EXERCISE DIRECTIONS: Take the lines below between the one holding "Could you spot the man's" and the one holding "Could you spot the dark stone", inclusive, and copy them exactly. Add nothing.

Stored data entries:
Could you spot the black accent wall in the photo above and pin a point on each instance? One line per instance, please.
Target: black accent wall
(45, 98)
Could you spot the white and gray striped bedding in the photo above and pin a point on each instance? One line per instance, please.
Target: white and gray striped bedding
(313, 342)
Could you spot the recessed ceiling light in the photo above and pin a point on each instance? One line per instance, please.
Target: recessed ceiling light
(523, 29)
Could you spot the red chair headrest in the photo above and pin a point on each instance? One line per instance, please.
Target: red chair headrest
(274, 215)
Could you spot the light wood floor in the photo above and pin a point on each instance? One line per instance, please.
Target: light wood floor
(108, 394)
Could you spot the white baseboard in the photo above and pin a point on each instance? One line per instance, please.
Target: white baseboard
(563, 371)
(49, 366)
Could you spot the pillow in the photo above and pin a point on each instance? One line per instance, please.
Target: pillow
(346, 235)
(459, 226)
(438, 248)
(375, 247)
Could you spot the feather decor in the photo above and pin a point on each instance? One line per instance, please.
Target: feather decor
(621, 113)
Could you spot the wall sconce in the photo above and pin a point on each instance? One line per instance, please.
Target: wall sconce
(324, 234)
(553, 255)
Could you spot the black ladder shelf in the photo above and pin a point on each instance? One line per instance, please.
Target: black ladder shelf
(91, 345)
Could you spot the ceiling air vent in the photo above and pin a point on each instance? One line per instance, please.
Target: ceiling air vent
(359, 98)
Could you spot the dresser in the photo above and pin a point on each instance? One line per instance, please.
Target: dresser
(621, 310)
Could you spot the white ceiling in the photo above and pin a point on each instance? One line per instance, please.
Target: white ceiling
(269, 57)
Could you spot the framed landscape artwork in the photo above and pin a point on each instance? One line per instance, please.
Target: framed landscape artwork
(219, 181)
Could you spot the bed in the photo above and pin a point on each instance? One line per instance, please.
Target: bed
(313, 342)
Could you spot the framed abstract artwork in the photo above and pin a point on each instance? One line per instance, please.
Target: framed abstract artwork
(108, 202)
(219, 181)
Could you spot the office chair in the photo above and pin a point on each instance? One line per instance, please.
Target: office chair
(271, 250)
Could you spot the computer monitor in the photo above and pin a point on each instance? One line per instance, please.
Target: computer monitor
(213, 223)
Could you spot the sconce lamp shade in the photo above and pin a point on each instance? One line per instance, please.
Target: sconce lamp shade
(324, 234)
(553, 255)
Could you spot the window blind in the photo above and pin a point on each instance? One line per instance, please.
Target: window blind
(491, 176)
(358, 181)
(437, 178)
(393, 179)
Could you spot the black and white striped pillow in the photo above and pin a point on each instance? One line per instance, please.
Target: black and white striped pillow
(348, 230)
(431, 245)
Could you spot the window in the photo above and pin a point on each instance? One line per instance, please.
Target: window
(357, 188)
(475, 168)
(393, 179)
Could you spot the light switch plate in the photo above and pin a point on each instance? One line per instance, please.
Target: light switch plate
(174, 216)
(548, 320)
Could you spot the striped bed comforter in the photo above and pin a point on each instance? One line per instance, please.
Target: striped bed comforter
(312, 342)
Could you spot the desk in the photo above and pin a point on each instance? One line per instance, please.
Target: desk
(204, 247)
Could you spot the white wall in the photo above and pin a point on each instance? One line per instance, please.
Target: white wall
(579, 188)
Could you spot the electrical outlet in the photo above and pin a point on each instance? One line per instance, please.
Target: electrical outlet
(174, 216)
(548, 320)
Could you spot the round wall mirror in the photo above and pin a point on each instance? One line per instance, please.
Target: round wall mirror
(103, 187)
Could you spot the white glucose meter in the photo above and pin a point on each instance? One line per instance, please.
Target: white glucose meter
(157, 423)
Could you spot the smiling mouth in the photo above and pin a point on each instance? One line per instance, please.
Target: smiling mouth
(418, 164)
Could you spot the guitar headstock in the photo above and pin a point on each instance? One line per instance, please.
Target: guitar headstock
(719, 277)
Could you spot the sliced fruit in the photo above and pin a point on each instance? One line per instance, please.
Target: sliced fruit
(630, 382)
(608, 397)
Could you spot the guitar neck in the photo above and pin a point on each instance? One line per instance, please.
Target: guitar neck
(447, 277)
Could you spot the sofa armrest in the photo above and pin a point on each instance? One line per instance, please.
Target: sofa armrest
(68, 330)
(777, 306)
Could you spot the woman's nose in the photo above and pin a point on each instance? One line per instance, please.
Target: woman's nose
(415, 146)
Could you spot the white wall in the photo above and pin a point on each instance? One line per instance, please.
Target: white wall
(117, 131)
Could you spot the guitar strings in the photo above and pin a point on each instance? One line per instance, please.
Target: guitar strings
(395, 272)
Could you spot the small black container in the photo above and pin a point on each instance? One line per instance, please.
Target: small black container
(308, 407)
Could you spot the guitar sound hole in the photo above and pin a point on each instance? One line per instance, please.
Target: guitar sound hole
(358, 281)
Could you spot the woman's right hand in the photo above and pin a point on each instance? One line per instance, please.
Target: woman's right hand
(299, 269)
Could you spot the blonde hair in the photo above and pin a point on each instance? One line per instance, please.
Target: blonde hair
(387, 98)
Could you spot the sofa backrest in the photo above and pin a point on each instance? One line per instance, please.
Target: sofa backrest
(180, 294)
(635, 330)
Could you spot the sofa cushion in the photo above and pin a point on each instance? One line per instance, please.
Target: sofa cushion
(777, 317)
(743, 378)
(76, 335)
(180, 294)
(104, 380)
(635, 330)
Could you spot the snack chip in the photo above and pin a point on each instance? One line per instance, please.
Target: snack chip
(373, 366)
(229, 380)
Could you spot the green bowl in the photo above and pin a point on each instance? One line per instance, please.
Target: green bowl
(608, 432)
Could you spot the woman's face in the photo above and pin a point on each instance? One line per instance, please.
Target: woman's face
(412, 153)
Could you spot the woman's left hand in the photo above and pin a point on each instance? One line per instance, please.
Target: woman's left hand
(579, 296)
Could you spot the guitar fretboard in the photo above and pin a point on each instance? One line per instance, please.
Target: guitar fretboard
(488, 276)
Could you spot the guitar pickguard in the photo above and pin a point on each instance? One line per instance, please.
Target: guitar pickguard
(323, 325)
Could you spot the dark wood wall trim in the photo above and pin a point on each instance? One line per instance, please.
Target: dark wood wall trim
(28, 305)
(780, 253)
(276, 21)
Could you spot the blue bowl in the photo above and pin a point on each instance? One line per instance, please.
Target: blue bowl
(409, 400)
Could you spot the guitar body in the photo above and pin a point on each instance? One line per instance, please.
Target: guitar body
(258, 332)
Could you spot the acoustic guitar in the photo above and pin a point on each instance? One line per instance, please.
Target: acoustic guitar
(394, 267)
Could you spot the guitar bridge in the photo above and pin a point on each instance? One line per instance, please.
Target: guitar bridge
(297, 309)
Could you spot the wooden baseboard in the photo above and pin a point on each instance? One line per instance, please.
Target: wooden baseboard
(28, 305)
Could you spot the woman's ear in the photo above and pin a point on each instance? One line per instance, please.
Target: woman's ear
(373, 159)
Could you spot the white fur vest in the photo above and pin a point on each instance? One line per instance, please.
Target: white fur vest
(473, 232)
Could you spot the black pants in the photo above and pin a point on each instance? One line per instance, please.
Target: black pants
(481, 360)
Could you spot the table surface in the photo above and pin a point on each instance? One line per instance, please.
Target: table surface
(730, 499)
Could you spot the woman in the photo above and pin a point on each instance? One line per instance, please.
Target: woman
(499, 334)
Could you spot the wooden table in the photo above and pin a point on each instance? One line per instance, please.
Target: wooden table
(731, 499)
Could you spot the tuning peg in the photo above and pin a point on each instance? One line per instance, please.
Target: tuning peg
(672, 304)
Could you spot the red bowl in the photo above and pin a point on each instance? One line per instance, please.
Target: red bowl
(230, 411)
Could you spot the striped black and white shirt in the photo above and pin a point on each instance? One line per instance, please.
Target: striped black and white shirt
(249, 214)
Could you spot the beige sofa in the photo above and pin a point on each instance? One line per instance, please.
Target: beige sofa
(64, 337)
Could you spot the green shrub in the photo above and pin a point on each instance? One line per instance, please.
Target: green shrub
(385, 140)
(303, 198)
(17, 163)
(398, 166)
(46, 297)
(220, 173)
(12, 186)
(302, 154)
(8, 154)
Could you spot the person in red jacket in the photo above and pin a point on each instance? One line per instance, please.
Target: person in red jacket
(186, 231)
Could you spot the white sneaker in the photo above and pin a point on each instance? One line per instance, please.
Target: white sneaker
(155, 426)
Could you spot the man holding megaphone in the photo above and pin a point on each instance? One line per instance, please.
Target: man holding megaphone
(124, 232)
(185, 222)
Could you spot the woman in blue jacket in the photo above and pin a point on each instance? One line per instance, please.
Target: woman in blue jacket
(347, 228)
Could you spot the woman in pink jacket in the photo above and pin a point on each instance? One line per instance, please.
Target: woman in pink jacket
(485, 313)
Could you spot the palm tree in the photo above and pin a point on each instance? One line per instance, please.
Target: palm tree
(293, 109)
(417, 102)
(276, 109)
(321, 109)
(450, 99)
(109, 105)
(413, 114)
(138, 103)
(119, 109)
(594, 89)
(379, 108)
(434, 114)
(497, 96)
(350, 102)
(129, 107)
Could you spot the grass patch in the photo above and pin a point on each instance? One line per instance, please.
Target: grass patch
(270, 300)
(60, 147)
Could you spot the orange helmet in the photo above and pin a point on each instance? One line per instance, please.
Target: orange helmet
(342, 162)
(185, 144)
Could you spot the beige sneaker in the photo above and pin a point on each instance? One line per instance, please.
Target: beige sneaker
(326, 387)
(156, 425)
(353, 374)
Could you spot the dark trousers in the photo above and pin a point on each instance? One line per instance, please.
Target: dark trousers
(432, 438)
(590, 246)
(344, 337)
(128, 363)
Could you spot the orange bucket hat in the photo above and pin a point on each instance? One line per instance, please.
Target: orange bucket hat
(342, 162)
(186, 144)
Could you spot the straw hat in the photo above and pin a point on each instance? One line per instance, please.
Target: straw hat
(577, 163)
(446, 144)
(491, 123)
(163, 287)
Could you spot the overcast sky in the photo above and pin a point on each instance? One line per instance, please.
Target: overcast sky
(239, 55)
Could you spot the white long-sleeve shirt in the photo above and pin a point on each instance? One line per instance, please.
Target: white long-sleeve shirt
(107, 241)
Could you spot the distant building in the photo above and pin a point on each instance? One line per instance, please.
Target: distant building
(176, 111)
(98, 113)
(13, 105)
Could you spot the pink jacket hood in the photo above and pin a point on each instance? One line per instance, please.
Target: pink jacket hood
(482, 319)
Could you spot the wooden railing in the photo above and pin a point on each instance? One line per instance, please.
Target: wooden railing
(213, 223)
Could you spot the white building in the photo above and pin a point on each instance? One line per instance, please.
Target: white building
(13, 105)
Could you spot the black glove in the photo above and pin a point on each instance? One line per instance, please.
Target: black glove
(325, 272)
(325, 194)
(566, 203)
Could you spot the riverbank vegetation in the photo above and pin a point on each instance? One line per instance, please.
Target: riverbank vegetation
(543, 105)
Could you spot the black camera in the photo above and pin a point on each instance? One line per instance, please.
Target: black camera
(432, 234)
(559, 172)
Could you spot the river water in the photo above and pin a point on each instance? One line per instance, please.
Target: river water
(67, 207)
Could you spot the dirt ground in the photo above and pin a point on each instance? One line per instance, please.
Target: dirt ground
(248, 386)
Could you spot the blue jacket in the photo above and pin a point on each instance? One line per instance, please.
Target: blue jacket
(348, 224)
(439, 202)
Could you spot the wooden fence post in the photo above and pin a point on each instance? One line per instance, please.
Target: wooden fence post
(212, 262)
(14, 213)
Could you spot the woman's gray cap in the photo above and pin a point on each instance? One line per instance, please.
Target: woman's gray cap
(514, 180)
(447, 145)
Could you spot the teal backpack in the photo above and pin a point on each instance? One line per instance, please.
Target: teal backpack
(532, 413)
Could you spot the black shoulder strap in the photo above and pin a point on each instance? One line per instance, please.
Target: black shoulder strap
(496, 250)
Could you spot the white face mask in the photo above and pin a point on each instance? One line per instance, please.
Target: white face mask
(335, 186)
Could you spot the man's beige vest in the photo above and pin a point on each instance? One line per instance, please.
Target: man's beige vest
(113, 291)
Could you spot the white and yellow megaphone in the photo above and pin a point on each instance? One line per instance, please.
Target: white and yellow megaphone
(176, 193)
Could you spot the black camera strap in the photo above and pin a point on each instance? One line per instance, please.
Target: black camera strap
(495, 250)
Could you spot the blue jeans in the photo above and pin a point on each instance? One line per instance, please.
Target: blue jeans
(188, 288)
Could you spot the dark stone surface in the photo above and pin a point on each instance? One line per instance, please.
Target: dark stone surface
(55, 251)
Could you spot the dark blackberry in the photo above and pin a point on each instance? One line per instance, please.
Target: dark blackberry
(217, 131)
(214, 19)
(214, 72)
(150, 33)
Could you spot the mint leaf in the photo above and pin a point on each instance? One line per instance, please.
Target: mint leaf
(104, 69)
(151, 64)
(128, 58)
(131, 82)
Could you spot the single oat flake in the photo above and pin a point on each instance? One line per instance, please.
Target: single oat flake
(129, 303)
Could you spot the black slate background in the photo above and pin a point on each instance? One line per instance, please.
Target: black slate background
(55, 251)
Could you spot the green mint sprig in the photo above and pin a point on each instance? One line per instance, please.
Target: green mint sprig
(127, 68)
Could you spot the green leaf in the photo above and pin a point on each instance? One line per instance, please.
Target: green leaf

RESPONSE AREA:
Could you spot the man's beige vest in the photo above and pin a point on each instance? One line per instance, please.
Target: man's beige vest
(113, 291)
Could you spot the white and yellow megaphone in the photo above and pin a point on each instance? One line per instance, please.
Target: white and yellow megaphone
(176, 193)
Could you spot the black camera strap in the photo above and pin a point on each instance? One line per instance, please.
Target: black camera strap
(495, 250)
Could you spot the blue jeans in the photo above and pin a point on each instance? One line per instance, please.
Target: blue jeans
(188, 288)
Could you spot the dark stone surface in the photo above and pin a point on each instance? One line per instance, please.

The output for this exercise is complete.